Saved entries:
***
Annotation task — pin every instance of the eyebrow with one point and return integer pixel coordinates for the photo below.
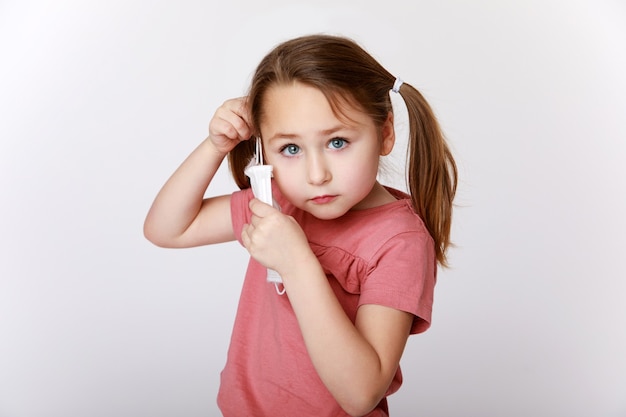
(325, 132)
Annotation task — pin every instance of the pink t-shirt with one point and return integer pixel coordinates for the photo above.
(383, 255)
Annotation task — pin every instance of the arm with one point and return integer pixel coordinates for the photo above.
(180, 216)
(356, 362)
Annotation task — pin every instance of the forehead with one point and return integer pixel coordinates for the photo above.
(294, 98)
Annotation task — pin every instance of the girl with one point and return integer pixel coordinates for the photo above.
(357, 259)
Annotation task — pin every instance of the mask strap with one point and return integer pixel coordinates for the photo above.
(259, 151)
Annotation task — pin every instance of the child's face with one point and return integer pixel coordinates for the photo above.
(322, 164)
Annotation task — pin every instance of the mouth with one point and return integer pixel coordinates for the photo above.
(323, 199)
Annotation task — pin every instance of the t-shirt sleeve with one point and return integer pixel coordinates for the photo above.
(239, 210)
(402, 275)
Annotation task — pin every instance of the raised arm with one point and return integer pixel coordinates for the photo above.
(180, 216)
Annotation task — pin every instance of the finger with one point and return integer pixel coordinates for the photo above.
(259, 208)
(230, 125)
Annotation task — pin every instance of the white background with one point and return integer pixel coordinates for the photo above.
(101, 100)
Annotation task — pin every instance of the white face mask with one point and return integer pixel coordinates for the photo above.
(261, 181)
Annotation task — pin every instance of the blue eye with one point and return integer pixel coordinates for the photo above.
(337, 143)
(290, 150)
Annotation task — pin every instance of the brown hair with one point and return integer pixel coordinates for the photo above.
(341, 69)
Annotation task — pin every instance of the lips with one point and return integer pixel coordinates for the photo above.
(323, 199)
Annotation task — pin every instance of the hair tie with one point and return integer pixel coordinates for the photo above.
(396, 85)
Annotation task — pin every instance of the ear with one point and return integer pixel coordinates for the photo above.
(388, 135)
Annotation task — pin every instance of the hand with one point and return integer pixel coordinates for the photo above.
(275, 240)
(230, 124)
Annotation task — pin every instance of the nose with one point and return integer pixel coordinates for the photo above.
(318, 171)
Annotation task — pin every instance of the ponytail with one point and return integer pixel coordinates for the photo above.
(432, 172)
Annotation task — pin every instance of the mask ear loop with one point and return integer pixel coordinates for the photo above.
(258, 159)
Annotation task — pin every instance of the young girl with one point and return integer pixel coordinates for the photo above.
(357, 259)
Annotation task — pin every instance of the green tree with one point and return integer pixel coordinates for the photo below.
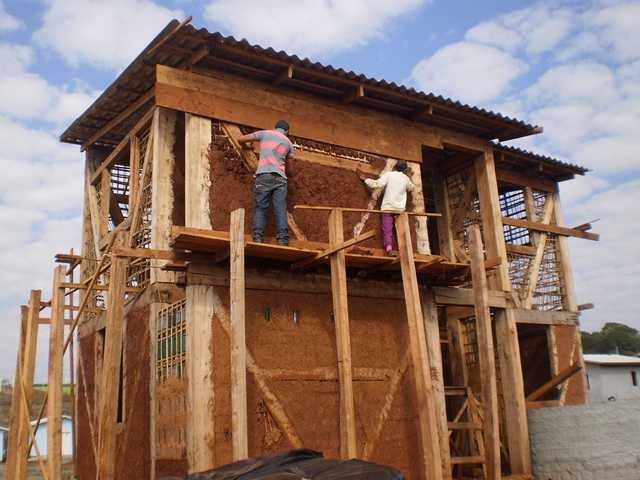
(613, 338)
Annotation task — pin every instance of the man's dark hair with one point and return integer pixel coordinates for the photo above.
(401, 166)
(283, 124)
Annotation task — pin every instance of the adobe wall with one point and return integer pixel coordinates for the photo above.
(132, 435)
(586, 442)
(297, 364)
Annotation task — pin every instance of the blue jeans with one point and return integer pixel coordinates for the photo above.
(271, 186)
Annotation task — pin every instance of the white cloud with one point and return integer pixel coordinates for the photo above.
(469, 72)
(606, 271)
(105, 34)
(617, 26)
(8, 23)
(308, 27)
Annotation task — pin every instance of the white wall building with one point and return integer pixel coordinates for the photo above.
(41, 437)
(612, 377)
(4, 434)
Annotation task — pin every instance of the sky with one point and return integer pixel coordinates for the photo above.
(570, 66)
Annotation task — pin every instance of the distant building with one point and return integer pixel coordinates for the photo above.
(4, 433)
(612, 377)
(41, 437)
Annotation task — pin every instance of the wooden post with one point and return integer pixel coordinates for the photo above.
(56, 364)
(238, 342)
(16, 466)
(444, 221)
(343, 338)
(200, 303)
(111, 366)
(570, 301)
(492, 218)
(485, 355)
(434, 350)
(417, 198)
(427, 409)
(513, 391)
(164, 125)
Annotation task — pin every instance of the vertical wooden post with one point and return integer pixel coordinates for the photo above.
(513, 391)
(343, 338)
(200, 303)
(434, 350)
(111, 366)
(54, 389)
(492, 218)
(238, 341)
(427, 409)
(417, 198)
(444, 221)
(485, 354)
(570, 302)
(164, 125)
(16, 451)
(134, 171)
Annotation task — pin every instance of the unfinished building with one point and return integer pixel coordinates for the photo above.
(197, 347)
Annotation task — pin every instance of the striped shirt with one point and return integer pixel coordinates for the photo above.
(275, 149)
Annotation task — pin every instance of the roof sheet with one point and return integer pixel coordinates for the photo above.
(604, 359)
(180, 45)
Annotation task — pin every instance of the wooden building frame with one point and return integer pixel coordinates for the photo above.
(483, 266)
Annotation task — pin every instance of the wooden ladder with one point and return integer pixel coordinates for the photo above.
(469, 448)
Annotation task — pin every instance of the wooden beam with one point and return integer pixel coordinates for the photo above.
(135, 106)
(539, 227)
(200, 303)
(54, 389)
(492, 231)
(284, 76)
(343, 338)
(486, 355)
(545, 317)
(521, 180)
(417, 198)
(308, 262)
(427, 411)
(218, 97)
(554, 382)
(17, 447)
(515, 408)
(162, 202)
(239, 428)
(111, 364)
(121, 149)
(434, 350)
(527, 250)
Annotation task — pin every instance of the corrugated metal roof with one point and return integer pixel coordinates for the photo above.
(180, 45)
(612, 359)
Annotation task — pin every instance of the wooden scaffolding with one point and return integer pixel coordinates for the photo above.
(502, 268)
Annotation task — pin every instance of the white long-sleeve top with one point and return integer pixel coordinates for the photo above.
(395, 194)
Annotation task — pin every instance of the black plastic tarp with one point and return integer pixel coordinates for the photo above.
(299, 464)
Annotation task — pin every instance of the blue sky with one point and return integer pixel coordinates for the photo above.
(571, 66)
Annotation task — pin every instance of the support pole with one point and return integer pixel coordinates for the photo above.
(111, 366)
(54, 389)
(343, 338)
(200, 303)
(427, 409)
(238, 341)
(486, 355)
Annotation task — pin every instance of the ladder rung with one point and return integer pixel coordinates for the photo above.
(464, 426)
(467, 460)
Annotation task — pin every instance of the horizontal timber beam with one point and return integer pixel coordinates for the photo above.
(541, 227)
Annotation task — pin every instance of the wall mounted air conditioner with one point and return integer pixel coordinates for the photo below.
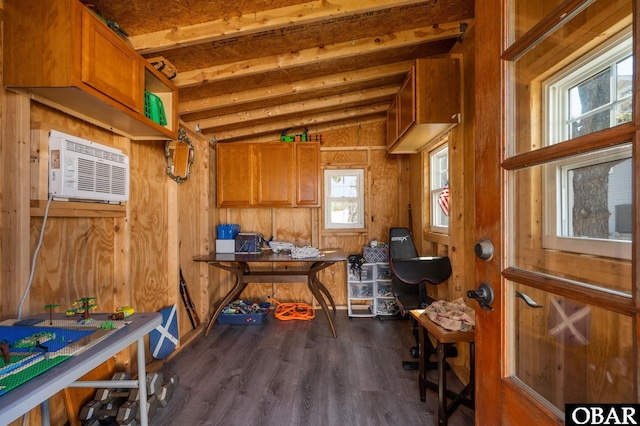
(82, 170)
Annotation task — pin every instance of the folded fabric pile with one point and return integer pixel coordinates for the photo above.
(304, 252)
(454, 315)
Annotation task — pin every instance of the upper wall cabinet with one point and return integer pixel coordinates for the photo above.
(426, 106)
(61, 54)
(273, 174)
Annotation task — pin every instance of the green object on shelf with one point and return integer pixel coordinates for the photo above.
(154, 109)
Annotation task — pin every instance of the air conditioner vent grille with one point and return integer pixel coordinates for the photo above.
(84, 170)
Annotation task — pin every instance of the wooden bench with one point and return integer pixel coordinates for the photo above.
(445, 339)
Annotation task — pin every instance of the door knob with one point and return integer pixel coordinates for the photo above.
(484, 249)
(484, 296)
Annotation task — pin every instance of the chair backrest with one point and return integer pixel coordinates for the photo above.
(407, 267)
(401, 244)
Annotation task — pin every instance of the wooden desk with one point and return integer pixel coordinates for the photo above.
(445, 339)
(240, 266)
(38, 390)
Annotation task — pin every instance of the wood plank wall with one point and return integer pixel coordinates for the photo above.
(131, 254)
(362, 146)
(122, 255)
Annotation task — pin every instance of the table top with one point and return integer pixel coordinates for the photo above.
(20, 400)
(442, 334)
(330, 255)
***
(INSTRUCTIONS FOR THE TASK)
Please edit the records from the line with "Annotation task — pin every instance of the wooden desk" through the end, changing "table top" to "tabletop" and keeping everything else the same.

(COMPLETE OUTPUT)
Annotation task — pin every instance of the wooden desk with one point and return integer pixel coordinates for the photo above.
(445, 339)
(240, 266)
(38, 390)
Annotation task — pin every instance of the wood plank wall with one point and return integer pixel coordinates for the photo above.
(131, 254)
(362, 146)
(122, 255)
Annotation task — pin every instance of the tabletop with one point and return integer pixel coordinates for the photo above.
(20, 400)
(442, 334)
(330, 255)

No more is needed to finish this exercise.